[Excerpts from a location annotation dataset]
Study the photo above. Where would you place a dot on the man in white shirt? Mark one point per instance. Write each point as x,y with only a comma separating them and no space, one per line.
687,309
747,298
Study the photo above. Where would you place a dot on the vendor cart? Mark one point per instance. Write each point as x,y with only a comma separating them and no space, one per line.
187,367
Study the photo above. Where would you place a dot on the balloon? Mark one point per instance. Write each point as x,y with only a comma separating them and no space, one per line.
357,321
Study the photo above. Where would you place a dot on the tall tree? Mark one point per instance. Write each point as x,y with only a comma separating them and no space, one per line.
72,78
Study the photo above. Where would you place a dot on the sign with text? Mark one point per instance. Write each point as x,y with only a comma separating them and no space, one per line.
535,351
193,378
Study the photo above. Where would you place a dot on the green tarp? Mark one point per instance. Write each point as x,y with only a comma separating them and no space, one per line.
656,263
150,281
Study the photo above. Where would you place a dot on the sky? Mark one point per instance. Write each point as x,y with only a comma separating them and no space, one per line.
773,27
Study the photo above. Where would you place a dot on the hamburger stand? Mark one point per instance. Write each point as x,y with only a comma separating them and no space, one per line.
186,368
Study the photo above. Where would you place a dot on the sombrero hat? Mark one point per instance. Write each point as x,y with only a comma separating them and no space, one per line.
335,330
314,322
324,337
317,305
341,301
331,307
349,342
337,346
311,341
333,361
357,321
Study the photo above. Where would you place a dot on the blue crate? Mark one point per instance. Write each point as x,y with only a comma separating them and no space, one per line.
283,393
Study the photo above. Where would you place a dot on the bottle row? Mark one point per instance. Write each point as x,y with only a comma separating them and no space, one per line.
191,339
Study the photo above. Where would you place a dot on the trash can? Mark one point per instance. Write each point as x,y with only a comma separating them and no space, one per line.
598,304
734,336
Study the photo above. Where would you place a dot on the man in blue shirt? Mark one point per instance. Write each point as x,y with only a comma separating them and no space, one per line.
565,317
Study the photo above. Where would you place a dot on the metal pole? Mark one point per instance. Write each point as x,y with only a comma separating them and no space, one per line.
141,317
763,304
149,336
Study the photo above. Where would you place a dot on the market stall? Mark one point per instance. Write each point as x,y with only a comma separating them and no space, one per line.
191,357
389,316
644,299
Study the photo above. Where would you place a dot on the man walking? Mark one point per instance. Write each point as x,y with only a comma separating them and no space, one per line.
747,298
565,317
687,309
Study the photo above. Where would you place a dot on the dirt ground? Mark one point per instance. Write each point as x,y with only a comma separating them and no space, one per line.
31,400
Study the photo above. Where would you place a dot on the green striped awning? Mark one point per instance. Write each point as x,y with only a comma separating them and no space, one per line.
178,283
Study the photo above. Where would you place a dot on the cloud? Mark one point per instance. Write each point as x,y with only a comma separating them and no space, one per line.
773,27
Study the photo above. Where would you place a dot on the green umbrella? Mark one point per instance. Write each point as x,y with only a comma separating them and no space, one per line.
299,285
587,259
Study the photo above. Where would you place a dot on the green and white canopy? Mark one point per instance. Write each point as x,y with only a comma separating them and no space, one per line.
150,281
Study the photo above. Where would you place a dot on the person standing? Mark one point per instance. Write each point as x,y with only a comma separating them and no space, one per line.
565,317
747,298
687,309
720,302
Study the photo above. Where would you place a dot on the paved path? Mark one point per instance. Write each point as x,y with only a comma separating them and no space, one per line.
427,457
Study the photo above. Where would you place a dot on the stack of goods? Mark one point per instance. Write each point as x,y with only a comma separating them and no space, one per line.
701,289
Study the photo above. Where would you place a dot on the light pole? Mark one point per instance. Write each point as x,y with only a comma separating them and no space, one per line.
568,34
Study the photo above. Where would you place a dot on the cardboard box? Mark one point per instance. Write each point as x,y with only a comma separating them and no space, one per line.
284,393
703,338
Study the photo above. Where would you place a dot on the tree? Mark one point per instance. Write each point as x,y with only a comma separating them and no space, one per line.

WHAT THE EXERCISE ASKS:
Rescale the part of the items above that opens with the line containing "on the light" and runs through the end of the items, with both ends included. Reproduce only those lines, requests included, and multiply every coordinate in the answers by 1.9, rounding to whole numbers with halves rounded up.

COMPLETED EXERCISE:
Study the photo above. Where would you place a dot on the light pole? Mark one point per instance. Write each point as x,y with only a comma separating them and no space, one per line.
1079,65
Study the photo above. Where would you place a dot on the cardboard box? Mark one point per instance. Write each point as x,y with only a comma separating them and no space, one per line.
540,747
1336,642
Study the photo above. Where would you place a dot on the tree? Mark one point per instance. Write each point as x,y with only a comma separating them and no space, one per line.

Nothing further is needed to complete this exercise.